_Work instructions_
Write out the full listing again, exactly as it stands.

_Exercise data_
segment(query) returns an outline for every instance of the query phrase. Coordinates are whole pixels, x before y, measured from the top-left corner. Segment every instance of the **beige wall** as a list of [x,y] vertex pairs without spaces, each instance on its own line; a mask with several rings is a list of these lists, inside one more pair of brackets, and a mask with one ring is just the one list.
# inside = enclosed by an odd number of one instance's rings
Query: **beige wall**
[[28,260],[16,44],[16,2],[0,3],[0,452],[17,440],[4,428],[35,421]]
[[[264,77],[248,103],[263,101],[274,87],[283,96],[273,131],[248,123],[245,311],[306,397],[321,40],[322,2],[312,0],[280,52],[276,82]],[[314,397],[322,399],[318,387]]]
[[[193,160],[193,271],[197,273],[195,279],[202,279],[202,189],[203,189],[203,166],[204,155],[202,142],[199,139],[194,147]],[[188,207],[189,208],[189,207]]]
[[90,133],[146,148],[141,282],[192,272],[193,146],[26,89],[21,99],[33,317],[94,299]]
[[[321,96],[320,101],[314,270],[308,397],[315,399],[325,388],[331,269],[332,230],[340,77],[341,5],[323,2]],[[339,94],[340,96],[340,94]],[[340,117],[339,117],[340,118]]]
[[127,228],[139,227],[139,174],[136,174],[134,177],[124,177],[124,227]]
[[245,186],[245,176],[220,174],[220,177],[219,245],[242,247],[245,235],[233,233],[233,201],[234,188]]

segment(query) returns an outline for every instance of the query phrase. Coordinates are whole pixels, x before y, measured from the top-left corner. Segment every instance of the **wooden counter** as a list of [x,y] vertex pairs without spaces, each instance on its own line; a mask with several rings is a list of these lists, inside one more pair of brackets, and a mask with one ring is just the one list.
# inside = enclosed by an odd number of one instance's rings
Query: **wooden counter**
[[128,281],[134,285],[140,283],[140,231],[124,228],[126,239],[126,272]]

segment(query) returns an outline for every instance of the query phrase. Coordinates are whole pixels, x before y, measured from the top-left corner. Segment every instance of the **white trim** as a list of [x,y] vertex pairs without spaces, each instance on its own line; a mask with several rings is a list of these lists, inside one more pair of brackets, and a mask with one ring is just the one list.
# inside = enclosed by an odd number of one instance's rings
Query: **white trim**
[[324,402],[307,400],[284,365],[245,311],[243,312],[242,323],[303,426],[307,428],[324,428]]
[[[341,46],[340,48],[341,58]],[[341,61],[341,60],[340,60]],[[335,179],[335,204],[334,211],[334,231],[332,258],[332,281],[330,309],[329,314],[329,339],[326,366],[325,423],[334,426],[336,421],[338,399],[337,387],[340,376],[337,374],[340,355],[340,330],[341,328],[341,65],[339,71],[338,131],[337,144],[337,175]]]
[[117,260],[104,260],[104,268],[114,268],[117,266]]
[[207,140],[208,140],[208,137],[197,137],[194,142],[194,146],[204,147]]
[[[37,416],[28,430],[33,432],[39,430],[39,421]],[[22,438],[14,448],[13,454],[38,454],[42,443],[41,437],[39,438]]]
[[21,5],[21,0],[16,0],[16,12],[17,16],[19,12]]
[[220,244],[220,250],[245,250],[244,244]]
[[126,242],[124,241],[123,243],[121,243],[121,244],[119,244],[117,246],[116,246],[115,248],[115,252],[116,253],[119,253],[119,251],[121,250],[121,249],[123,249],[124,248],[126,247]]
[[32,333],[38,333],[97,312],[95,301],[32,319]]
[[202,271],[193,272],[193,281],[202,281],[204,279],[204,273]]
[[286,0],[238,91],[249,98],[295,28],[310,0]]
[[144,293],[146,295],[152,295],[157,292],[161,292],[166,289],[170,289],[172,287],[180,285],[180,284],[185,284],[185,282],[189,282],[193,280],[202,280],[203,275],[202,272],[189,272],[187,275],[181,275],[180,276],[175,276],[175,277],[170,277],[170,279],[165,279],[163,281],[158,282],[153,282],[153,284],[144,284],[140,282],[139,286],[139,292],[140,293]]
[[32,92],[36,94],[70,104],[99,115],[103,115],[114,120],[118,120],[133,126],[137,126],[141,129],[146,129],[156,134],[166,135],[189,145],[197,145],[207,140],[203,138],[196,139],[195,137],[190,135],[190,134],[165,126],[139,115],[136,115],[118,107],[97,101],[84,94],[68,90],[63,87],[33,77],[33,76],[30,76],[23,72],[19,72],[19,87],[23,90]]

_Complete response_
segment(query) returns an outline for every instance of the query phrase. Coordinates are whole pixels, x before y, measured from the top-left corner. Segment every instance of the **beige wall** as a list of [x,y] vertex pairs without spaces, each instance on its own line; a mask with several rings is a list of these lists, inside one more pair of brackets, and a mask with one ring is just the one list.
# inside = enclosed by an odd number of one instance's rings
Query: **beige wall**
[[28,260],[16,44],[16,2],[0,3],[0,452],[17,440],[4,428],[35,421]]
[[[264,77],[248,103],[263,101],[274,87],[283,96],[273,131],[248,123],[245,311],[306,397],[321,40],[322,2],[312,0],[280,52],[276,82]],[[314,397],[322,399],[318,387]]]
[[[193,160],[193,271],[197,273],[195,279],[202,279],[202,189],[203,189],[203,166],[204,155],[202,142],[199,139],[194,147]],[[188,207],[189,208],[189,207]]]
[[90,133],[146,148],[141,282],[192,272],[193,146],[26,89],[21,99],[33,317],[94,299]]
[[[321,96],[320,101],[314,270],[308,397],[315,399],[325,388],[331,269],[332,230],[340,77],[341,5],[323,2]],[[339,94],[340,96],[340,94]],[[340,117],[339,117],[340,118]]]
[[127,228],[139,227],[139,174],[136,174],[134,177],[124,177],[124,227]]
[[245,186],[245,176],[220,174],[220,177],[219,245],[242,247],[245,235],[233,233],[233,201],[234,188]]

segment(query) returns an outline for every instance of the query phrase. Coordinates are whole pixels, x before y, measured from the top-left corner. Segment every instance of the **wooden counter** as a list of [x,y] vertex pairs without spaces, each instance on its own line; a mask with several rings is a list of these lists, inside one more pair of brackets, and a mask with one ring is just the one list.
# inside = enclosed by an odd number of one instance's rings
Query: **wooden counter**
[[128,281],[134,285],[140,283],[140,231],[124,228],[126,239],[126,272]]

segment(query) returns an outline for every instance of the query phrase. Coordinates are whole pixels, x before y, measured from the top-left corner. Segment every instance of the **white trim** as a list of [x,y] vertex pairs without spaces, each instance on its own line; a mask with several rings is a list of these lists, inside one more pair of brackets, and a mask with one ring is just the one list.
# inside = enclosed by an odd number of one instance's rings
Query: **white trim**
[[324,402],[307,400],[284,365],[245,311],[243,312],[242,323],[303,426],[307,428],[324,428]]
[[[341,46],[340,48],[341,58]],[[341,61],[341,60],[340,60]],[[335,179],[335,204],[334,211],[334,231],[332,258],[332,281],[330,309],[329,314],[329,339],[326,366],[325,423],[334,426],[336,421],[338,399],[337,387],[340,376],[337,374],[340,355],[340,330],[341,328],[341,65],[339,71],[338,131],[337,144],[337,175]]]
[[117,260],[104,260],[104,268],[114,268],[117,266]]
[[207,140],[208,140],[208,137],[197,137],[194,142],[194,146],[204,147]]
[[[37,416],[28,430],[33,432],[39,430],[39,421]],[[22,438],[14,448],[13,454],[38,454],[42,443],[41,437],[39,438]]]
[[21,5],[21,0],[16,0],[16,12],[17,16],[19,12]]
[[220,244],[220,250],[245,250],[244,244]]
[[126,242],[124,241],[123,243],[121,243],[121,244],[119,244],[117,246],[116,246],[115,248],[115,252],[116,253],[119,253],[119,251],[121,250],[121,249],[123,249],[124,248],[126,247]]
[[32,333],[38,333],[97,312],[95,301],[32,319]]
[[202,271],[193,272],[193,281],[202,281],[204,279],[204,273]]
[[286,0],[238,91],[249,98],[295,28],[310,0]]
[[144,293],[146,295],[152,295],[157,292],[161,292],[166,289],[170,289],[172,287],[180,285],[180,284],[185,284],[185,282],[189,282],[193,280],[202,280],[203,275],[202,272],[189,272],[187,275],[181,275],[180,276],[175,276],[175,277],[170,277],[170,279],[165,279],[163,281],[158,282],[153,282],[153,284],[144,284],[140,282],[139,286],[139,292],[140,293]]
[[32,92],[36,94],[70,104],[99,115],[103,115],[114,120],[118,120],[133,126],[137,126],[141,129],[146,129],[156,134],[166,135],[189,145],[197,145],[207,140],[203,138],[196,139],[195,137],[190,135],[190,134],[165,126],[139,115],[136,115],[118,107],[97,101],[84,94],[68,90],[63,87],[33,77],[33,76],[30,76],[23,72],[19,72],[19,87],[23,90]]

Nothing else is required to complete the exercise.